▶ WRITTEN EXERCISE: Without the pictures, reproduce the records that follow exactly.

RECORDS PROVIDED start

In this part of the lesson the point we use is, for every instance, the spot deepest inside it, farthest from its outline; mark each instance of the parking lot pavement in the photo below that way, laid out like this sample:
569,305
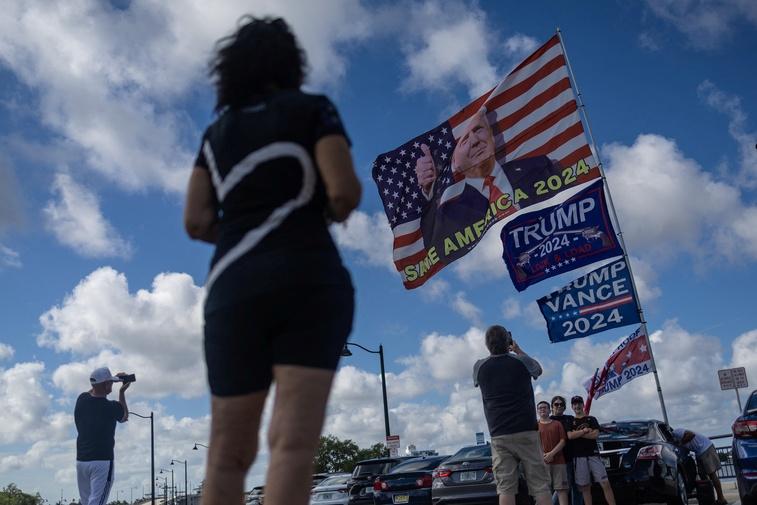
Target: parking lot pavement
729,490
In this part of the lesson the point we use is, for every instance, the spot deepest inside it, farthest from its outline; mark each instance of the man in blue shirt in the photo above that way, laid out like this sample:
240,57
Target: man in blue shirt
505,381
95,417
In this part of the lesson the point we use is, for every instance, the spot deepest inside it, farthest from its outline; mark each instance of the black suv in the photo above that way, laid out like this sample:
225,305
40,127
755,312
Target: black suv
365,472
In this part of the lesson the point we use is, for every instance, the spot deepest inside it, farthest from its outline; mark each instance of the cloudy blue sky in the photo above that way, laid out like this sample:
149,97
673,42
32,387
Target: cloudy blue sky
102,109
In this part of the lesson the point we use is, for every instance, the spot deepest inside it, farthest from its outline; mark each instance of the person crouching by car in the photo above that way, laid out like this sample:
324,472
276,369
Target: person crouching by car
586,461
707,457
553,439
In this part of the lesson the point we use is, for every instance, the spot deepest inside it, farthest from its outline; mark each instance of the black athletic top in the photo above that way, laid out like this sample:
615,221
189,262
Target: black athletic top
95,420
272,229
584,447
505,382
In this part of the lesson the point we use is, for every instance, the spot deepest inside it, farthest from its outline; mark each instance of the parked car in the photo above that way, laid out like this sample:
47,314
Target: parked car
644,463
744,451
365,472
409,482
467,477
320,477
333,490
255,496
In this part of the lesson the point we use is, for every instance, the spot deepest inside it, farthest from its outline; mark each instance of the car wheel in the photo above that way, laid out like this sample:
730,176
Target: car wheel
681,497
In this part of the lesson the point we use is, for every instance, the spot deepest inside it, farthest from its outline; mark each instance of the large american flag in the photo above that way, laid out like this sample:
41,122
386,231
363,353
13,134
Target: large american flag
533,111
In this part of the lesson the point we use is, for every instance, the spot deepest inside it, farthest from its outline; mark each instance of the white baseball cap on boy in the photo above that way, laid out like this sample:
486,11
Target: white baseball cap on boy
102,374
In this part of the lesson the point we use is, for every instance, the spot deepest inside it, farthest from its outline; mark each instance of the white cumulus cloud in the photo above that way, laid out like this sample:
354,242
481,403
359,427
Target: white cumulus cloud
368,236
156,333
76,220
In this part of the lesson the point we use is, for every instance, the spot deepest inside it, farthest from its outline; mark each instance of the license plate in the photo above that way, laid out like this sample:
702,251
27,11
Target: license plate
466,476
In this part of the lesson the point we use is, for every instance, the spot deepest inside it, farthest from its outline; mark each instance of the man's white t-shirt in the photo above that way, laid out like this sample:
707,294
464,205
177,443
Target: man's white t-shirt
698,444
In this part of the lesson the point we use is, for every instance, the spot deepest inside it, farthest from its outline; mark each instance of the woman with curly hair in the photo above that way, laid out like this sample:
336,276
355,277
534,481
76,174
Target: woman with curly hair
273,170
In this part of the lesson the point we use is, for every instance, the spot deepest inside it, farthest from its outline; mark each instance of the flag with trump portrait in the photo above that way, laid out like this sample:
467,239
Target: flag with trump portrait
520,143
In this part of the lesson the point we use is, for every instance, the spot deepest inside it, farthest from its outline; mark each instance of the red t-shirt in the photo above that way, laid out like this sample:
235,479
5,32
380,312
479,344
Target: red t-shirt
551,433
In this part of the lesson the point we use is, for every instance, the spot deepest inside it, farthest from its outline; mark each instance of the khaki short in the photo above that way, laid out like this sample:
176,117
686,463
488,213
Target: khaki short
522,448
709,461
558,476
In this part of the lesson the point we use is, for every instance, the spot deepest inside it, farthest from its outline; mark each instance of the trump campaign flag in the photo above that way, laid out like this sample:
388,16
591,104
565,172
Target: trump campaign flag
558,238
599,301
631,359
516,145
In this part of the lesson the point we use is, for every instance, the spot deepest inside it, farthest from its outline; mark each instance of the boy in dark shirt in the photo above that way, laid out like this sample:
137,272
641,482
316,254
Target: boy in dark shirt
553,441
558,414
586,460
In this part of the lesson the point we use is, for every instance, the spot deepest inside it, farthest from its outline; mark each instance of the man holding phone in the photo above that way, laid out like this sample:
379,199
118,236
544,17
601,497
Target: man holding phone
95,417
505,381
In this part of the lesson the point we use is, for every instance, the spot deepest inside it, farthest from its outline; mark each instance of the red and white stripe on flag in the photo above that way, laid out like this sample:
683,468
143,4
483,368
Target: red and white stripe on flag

RECORDS PROVIDED end

▶ RESULT:
In this part of the lesson the point we use is, for every instance, the spot deepest inside it, farthest from its outline; mark each instance of the parking lot pavement in the photo below that way, laid out like this sample:
569,305
Target: parking lot pavement
729,490
In this part of the lesson the point we use is, for every instance, the spot deepest inside it, farthest from its outline; mark each instance of the man in blue shirt in the photo above that way, laid out like this sample:
240,57
Target: man in blue shirt
505,381
95,417
In this part of the lesson the point we use is, for every instance, the spot deepest inside it, farthest from its outline; mark each instance of the black suv in the photo above that way, laid out like this sample:
225,305
40,127
755,312
Target: black suv
365,472
In this part of the lesson the point we use is, for every instance, the spot deepest inside it, farthest from its outline; mark each instance of the cloudy blue sky in the photo above that way, laid out like this sample:
149,97
673,42
32,387
Target: cloudy blue sky
102,109
In this part of the lesson the point we use is, for every instance, the spot deepest inside it, farthest from its outline; mark each instance of the person crouching by car in the photo above that way, laid out like this sample:
324,472
276,369
Target: person crouching by car
586,461
707,457
553,439
In this part of the lesson the point we use is, for every instance, the spot deepest inside it, farthest from its outline; mark each instance of the black athletic top in the photo above that way, laid out like this sample:
615,221
189,262
Target: black athletic top
95,420
272,229
584,447
505,382
In this part of the lesson the point we use is, for every instance, the spot deepest inside it, farthest from its outline; mark each instance of the parked car in the photo above that way, laid out like this sample:
47,314
Target: parked car
644,463
744,451
365,472
409,482
467,477
320,477
333,490
255,496
In this part of the lesson the point we use is, for every instance, the spot deepest inside it, farthest from its outline; mark each instance of the car wheel in the photo above that way, laid out like this sample:
730,176
Target: car wheel
681,497
In this part of the lesson the point we use is, for every instance, the spot deepest inside it, farthest from its outline; mark each instance of the large american flag in the photo above that way, laid out like this sample:
41,122
386,231
363,353
13,134
Target: large american flag
533,111
In this part of the lesson the point we use is, for every instance, the spot deepest inside it, farthest from its outline; mark each instance of the white baseball cap on boy in the photo above that way, laid out like this sample:
486,11
Target: white baseball cap on boy
102,374
In this part of the lesson the point we use is, for every instance, the spot deepest inside it, farthest from its outline; mark each instance of the white cumulus cloud in the photo above that way, laid out like this sample:
354,242
481,403
359,427
Target: white cumulus cloud
368,236
156,333
76,220
In this part of the lesson the point we use is, for every instance, the spot deepest inside it, farthest from its outline; mark each instance of the license plate in the photo above that way, laid out like this sample:
702,251
27,11
Target: license plate
466,476
In this part of the lesson the point we use is, for every instance, the spot deepest inside it, farthest from its outline; mark each instance of the man's white t-shirt in the photo above that way, laid out like this sample:
707,294
464,205
177,443
Target: man's white t-shirt
698,444
In this part of the lesson the point we use is, for every instance, the spot deepest inside it, farthest from its outline; mark each instance of the woman with curly hair in the photo above that way, laid out like this sample:
336,276
355,277
534,481
76,174
Target: woman with curly hair
273,170
In this part of the lesson the point we use is, for every instance, the spot deepest inside it, farthest from its outline; mark each instance of the flag with trump portrait in the photo above that way, laid out like this sample:
467,239
Target: flag with trump portrait
520,143
In this part of the lesson the point we use is, for every instance, the spot deepest inside it, farthest from its outline; mark each instance of the red t-shirt in the photo above that way, laid out like this sample:
235,479
5,32
380,312
479,344
Target: red t-shirt
551,433
In this part of the lesson the point we use is, for every instance, the spot deepest inside it, farthest from its outline; mark each instance of the khaki short in the photo above that way, laid out like this sample:
176,117
686,463
488,213
Target: khaki short
522,448
709,461
558,476
In this part of the lesson the point we use is, for every instance, the spot deepest inside it, farthest from its outline; mark each instance of the trump campaign flag in the photo above that way, laid out like this sample:
388,16
591,104
565,172
Target: trump campaign flag
558,238
599,301
631,359
516,145
In this part of the lesson the point we use is, for every instance, the spot deepest inside it, farthest from its outline; mark each instance of the boy in dark shirt in the photo above that way, laid out like this sample:
137,272
641,482
316,254
Target: boy in dark shirt
553,441
558,414
586,460
In this part of the lesson the point we use is, for every instance, the spot deepest inside it, farthest from its outline; mark each instance of the man holding phone in the photo above that way, laid out like this sample:
379,199
118,236
544,17
601,497
Target: man holding phone
95,417
505,381
In this part of the lesson the point we use is, for every instance, the spot deepest inside it, farthest from its outline; mark each instance of the red and white stripe on flag in the photo above that way, laid out like this sample:
683,468
143,4
483,368
Target: red and white stripe on flag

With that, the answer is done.